# Pups giving signals they need to go out



## MelissaHazel (Oct 27, 2009)

Hi all, 
I have an 8 week old female. She's doing really well with the potty training. However, it's because we are constantly taking her out. The second she starts sniffing, we run her out. When will she begin to give us signals that she has to go out? Is there something we can do to help initiate this? I've heard of using the bell, but I think she's too young for that...we tried for a day and she really just wanted to play with it. Thanks in advance!


----------



## Islander (May 2, 2009)

Congrats on your new pup. Our girl is now 17 weeks old. Believe me I know what you mean about constantly taking her out... the first few weeks we had Ziva I thought I might as well just pitch a tent in the yard and stay there with her .... I thought she was a pee-ing machine!

→ **LISTED ENTRIES**
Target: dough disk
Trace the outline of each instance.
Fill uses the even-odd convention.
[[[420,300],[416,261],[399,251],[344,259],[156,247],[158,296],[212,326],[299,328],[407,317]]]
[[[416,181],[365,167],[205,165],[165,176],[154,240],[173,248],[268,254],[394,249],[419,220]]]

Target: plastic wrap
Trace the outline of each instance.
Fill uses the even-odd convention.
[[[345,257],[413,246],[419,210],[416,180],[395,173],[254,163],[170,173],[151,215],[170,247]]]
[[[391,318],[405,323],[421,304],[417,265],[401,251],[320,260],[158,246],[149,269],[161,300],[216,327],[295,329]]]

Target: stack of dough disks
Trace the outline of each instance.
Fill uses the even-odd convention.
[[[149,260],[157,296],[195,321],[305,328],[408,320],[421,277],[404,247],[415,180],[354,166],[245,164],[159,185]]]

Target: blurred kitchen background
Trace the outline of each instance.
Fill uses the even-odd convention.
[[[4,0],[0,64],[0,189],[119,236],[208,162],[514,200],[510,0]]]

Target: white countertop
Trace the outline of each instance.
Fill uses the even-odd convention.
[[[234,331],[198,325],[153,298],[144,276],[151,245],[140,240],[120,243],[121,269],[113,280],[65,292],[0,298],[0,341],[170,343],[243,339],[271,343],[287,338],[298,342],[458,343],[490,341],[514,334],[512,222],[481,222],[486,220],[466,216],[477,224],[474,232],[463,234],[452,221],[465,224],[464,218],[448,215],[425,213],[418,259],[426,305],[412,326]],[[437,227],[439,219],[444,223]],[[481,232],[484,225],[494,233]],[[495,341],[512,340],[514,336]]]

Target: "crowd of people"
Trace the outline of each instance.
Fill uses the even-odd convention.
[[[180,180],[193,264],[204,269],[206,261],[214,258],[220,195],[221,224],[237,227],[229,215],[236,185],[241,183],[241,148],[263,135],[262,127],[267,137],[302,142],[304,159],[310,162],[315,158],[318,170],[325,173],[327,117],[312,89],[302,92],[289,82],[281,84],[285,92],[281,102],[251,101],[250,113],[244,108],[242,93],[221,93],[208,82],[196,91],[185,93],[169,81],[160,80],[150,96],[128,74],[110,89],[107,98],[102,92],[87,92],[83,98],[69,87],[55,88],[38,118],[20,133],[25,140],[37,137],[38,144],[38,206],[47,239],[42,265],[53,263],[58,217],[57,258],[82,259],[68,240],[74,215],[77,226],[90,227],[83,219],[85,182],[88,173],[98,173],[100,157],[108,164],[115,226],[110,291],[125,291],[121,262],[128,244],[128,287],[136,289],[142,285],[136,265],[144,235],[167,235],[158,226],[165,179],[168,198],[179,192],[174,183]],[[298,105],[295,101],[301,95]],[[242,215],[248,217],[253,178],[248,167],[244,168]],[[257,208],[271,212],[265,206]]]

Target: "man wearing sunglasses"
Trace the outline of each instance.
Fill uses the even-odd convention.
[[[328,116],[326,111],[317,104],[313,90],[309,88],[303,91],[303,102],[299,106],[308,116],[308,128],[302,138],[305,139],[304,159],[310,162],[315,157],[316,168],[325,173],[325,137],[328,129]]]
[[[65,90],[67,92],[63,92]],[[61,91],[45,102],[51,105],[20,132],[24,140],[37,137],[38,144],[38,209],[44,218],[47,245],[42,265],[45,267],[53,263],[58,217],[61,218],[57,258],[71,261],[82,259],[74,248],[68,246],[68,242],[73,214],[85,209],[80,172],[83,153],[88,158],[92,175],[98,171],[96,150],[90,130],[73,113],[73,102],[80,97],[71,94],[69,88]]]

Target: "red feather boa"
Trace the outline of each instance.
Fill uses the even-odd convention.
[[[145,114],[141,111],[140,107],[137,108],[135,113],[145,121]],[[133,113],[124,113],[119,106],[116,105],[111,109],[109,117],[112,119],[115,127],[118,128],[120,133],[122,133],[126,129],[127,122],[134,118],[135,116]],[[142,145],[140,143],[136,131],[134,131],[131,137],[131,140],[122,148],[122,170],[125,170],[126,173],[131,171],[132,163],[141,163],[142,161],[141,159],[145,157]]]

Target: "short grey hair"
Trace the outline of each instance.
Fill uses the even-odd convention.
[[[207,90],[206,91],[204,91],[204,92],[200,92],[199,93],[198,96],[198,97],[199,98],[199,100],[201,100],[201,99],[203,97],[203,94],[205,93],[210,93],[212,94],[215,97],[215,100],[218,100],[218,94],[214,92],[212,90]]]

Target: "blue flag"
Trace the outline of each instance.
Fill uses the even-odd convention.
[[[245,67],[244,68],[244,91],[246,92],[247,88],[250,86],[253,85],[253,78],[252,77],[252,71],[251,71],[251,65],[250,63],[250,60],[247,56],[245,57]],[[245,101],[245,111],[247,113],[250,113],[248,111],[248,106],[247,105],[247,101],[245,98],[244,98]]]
...
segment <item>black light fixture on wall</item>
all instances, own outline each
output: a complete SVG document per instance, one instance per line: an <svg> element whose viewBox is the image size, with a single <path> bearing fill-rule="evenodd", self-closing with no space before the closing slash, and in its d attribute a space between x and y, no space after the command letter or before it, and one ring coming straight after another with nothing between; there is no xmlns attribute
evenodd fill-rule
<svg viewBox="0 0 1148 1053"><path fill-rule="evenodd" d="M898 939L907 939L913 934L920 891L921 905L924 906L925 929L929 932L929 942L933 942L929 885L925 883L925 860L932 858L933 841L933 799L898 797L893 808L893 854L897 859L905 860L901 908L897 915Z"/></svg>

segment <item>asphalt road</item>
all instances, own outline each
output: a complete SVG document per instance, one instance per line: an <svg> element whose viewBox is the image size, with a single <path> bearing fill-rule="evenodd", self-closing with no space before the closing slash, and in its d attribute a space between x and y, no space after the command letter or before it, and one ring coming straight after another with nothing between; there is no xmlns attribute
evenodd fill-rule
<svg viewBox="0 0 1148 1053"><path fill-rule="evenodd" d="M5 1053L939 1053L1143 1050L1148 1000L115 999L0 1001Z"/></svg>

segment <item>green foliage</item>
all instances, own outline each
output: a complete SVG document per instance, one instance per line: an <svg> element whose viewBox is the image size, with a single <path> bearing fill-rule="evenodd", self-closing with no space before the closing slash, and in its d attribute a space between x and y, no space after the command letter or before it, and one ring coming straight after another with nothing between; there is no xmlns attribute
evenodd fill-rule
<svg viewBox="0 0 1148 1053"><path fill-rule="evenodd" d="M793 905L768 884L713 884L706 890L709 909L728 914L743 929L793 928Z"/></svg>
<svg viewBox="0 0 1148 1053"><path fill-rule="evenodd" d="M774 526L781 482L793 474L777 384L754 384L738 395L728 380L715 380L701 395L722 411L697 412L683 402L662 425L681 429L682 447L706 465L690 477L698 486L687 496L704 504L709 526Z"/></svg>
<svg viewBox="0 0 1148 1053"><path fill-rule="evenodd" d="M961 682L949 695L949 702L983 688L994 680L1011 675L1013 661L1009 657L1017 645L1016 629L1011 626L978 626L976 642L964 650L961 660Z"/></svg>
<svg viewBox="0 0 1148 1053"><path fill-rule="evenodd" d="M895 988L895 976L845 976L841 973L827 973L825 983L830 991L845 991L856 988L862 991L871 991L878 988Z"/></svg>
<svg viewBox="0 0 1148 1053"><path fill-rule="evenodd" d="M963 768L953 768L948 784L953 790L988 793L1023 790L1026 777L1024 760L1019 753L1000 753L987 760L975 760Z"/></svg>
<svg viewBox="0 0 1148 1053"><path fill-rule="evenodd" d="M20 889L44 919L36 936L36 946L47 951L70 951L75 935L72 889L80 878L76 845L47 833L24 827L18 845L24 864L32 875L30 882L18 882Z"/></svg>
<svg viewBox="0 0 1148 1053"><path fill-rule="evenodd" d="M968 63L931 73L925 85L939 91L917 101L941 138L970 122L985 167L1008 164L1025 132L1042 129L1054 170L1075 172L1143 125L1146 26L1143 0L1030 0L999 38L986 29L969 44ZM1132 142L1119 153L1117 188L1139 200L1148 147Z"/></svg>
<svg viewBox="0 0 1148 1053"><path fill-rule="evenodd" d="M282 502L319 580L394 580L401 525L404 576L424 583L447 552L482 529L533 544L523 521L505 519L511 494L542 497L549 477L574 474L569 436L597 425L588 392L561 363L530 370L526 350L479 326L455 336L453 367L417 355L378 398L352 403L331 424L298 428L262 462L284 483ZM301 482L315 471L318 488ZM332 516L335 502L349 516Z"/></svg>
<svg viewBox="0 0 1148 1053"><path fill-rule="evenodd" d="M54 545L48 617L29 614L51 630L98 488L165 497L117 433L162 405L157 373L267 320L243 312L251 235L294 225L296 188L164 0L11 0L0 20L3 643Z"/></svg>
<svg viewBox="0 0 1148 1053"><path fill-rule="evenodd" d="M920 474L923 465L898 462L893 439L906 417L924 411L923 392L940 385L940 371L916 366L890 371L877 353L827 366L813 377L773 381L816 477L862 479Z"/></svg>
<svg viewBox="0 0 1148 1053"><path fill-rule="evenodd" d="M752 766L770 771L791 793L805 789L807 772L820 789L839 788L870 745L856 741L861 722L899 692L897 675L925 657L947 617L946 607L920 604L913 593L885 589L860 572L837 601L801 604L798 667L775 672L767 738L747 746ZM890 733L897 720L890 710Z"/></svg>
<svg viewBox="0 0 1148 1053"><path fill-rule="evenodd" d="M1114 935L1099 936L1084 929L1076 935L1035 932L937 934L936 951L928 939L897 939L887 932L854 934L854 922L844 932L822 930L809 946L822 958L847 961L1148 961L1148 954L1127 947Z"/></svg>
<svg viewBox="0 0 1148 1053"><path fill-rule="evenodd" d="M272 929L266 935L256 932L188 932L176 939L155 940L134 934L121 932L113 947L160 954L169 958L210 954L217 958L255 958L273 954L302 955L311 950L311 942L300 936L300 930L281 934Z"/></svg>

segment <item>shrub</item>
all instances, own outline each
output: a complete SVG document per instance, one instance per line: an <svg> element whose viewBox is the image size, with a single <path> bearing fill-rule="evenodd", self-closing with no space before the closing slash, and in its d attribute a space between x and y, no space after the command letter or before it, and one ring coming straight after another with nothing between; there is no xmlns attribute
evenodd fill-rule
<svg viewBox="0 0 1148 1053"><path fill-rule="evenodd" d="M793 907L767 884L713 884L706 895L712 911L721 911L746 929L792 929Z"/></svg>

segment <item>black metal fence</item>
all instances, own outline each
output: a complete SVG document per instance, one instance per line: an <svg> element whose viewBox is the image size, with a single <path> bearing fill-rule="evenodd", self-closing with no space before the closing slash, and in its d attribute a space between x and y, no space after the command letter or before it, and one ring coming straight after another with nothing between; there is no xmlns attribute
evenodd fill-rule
==
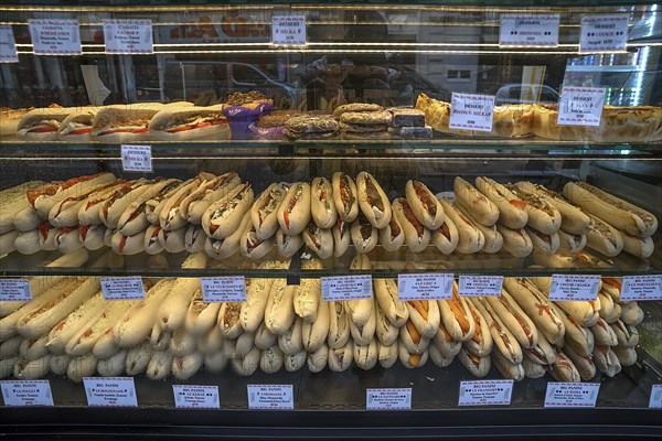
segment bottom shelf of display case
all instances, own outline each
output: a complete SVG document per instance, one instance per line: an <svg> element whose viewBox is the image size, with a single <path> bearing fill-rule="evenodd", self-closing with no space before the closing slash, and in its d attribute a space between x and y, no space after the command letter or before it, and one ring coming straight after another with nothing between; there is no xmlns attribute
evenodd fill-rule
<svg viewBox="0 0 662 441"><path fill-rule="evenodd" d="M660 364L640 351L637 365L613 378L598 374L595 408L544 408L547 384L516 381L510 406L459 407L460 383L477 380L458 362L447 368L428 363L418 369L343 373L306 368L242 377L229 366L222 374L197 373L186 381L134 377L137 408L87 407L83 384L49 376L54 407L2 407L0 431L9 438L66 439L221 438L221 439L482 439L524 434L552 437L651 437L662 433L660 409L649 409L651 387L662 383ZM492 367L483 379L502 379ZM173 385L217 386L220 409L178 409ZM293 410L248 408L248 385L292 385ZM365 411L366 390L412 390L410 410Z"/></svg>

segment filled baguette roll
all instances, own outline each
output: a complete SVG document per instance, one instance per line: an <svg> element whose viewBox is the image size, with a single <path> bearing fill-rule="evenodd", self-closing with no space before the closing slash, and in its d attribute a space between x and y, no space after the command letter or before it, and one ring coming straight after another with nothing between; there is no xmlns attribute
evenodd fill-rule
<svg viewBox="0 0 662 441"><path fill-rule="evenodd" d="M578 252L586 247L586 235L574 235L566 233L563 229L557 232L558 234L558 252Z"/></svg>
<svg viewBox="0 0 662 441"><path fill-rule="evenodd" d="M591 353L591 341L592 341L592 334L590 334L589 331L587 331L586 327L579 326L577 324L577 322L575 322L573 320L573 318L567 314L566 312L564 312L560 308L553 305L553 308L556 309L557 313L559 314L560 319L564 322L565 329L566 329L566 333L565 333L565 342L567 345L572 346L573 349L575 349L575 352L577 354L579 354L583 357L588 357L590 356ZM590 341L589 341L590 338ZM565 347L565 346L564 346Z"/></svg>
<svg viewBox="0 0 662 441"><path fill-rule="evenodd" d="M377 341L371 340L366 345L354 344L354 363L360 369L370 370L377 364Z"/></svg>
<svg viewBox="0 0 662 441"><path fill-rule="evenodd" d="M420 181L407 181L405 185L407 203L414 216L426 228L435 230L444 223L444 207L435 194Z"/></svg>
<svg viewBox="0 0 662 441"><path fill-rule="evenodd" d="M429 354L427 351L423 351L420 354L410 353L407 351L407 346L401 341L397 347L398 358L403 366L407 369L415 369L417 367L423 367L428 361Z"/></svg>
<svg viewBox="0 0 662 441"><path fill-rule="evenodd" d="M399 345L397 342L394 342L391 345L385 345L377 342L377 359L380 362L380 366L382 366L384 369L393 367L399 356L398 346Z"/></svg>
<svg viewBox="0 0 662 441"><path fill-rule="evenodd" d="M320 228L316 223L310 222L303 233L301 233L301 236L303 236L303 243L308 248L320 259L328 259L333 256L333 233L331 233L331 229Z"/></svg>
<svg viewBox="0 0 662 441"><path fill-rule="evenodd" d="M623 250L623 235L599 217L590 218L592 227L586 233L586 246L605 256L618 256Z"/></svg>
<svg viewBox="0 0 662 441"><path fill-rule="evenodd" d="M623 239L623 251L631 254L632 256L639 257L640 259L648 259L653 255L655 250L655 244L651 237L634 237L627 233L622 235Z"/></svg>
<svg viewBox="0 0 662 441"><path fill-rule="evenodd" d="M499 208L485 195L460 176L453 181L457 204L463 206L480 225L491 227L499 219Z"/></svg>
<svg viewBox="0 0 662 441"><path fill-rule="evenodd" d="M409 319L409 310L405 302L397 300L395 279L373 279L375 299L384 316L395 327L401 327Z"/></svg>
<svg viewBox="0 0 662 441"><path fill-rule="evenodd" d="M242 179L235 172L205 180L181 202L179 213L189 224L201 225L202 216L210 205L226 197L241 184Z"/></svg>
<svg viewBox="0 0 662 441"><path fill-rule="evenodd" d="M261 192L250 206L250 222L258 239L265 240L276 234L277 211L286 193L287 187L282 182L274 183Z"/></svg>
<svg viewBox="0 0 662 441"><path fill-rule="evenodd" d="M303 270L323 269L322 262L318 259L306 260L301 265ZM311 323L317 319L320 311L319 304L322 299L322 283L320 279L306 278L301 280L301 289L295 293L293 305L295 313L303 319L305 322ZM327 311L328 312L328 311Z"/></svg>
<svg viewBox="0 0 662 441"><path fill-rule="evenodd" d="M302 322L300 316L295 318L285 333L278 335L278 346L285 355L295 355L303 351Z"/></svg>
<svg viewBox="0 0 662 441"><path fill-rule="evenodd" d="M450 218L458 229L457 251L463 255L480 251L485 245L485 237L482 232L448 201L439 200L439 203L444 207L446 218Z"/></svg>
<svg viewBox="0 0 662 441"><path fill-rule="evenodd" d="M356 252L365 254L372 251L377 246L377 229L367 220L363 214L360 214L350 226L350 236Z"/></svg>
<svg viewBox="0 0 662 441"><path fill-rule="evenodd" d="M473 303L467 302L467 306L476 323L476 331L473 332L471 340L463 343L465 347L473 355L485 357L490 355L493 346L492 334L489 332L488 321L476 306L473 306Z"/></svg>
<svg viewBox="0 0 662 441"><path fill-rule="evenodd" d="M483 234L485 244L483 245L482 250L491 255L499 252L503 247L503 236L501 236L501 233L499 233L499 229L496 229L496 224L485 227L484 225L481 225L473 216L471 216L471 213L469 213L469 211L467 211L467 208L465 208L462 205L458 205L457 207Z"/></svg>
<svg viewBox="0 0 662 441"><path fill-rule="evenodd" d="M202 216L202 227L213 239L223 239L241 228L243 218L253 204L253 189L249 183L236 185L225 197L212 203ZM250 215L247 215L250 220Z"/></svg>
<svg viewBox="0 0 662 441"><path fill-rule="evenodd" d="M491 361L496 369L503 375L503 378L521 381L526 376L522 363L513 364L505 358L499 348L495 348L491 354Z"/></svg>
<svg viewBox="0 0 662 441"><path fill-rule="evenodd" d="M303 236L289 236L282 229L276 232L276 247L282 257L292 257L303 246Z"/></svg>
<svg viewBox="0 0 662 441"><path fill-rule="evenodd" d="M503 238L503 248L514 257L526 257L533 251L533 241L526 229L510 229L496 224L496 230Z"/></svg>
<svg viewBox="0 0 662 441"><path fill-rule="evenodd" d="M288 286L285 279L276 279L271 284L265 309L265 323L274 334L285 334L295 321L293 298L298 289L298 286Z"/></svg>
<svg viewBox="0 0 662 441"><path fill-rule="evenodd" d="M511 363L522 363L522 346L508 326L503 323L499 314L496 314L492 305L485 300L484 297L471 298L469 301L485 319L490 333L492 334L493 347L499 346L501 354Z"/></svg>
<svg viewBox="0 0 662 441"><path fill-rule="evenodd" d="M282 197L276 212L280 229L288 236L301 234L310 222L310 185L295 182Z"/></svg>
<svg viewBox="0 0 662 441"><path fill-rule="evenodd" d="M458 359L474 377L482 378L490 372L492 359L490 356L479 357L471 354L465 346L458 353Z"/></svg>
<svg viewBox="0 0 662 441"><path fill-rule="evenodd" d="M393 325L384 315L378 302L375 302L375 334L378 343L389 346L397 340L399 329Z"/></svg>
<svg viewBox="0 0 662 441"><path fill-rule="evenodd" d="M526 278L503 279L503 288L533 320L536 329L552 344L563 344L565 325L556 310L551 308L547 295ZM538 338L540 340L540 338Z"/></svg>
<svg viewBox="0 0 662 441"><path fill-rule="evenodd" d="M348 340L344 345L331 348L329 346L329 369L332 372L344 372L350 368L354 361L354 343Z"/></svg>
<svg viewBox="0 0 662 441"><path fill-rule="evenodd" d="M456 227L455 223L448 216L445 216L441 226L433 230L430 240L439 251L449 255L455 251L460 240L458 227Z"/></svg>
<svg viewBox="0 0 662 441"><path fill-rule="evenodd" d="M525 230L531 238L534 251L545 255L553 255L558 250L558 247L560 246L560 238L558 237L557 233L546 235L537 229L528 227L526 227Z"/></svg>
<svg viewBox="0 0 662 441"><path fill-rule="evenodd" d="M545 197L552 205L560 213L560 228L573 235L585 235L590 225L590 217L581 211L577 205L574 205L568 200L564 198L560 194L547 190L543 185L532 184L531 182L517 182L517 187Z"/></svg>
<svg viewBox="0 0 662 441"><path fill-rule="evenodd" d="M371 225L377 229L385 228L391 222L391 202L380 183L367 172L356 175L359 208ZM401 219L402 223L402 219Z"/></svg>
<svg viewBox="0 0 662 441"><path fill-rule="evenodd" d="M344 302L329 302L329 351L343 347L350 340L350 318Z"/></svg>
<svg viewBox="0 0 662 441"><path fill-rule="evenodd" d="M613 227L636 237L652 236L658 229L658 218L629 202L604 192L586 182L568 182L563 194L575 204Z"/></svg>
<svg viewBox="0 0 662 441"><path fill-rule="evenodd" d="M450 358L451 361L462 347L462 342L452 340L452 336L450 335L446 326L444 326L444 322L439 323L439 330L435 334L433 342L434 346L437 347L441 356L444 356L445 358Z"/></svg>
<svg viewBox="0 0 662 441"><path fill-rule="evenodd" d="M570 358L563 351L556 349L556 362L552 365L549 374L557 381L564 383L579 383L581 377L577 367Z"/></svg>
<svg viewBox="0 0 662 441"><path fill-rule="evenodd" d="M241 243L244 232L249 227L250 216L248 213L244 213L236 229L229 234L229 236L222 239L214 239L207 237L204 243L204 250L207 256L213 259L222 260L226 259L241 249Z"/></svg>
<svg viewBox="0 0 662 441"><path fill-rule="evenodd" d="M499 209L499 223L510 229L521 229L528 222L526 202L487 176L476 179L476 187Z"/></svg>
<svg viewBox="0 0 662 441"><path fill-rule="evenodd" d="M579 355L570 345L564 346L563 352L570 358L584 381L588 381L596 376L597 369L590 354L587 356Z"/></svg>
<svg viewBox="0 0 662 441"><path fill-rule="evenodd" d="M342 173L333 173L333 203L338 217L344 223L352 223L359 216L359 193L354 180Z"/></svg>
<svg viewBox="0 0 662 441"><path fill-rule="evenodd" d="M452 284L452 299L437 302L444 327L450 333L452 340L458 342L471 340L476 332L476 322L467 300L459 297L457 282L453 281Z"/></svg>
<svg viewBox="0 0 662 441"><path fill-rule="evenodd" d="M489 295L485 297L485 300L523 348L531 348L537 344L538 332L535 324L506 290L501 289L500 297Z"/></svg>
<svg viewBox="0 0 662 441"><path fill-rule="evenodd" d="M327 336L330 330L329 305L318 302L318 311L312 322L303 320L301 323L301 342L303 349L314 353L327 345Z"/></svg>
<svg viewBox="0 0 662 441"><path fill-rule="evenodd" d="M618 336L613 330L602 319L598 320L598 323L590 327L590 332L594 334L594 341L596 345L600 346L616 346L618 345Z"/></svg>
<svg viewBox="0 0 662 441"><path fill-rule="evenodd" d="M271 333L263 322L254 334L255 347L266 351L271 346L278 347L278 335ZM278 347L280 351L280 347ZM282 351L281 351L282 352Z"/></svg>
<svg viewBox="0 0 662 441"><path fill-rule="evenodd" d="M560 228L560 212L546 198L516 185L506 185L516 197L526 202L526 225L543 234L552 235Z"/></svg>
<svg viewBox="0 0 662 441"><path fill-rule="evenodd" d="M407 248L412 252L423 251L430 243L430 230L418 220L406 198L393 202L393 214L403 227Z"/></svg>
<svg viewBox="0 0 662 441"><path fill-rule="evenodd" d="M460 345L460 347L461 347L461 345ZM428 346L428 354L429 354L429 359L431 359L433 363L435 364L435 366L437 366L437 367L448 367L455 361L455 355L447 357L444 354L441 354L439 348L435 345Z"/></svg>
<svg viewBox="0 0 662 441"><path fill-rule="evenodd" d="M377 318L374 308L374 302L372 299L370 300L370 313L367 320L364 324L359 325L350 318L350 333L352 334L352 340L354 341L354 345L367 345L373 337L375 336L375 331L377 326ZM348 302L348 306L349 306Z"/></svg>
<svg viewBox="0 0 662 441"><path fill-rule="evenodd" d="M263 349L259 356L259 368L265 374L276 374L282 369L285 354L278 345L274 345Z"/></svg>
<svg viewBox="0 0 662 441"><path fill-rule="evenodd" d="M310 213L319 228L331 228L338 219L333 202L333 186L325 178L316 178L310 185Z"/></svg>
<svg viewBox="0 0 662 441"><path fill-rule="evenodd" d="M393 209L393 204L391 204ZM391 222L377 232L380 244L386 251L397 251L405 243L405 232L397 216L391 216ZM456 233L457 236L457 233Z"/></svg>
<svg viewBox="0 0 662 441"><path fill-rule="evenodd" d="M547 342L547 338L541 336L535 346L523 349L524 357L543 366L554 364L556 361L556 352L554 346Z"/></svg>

→ **REQUIREMENT 1**
In the puppy potty-signal thread, how old is Islander's dog?
→ **REQUIREMENT 2**
Copy the puppy potty-signal thread from "Congrats on your" to "a pee-ing machine!", renaming "Ziva" to "Luna".

→ **FULL OUTPUT 1**
17 weeks old.

→ **FULL OUTPUT 2**
Congrats on your new pup. Our girl is now 17 weeks old. Believe me I know what you mean about constantly taking her out... the first few weeks we had Luna I thought I might as well just pitch a tent in the yard and stay there with her .... I thought she was a pee-ing machine!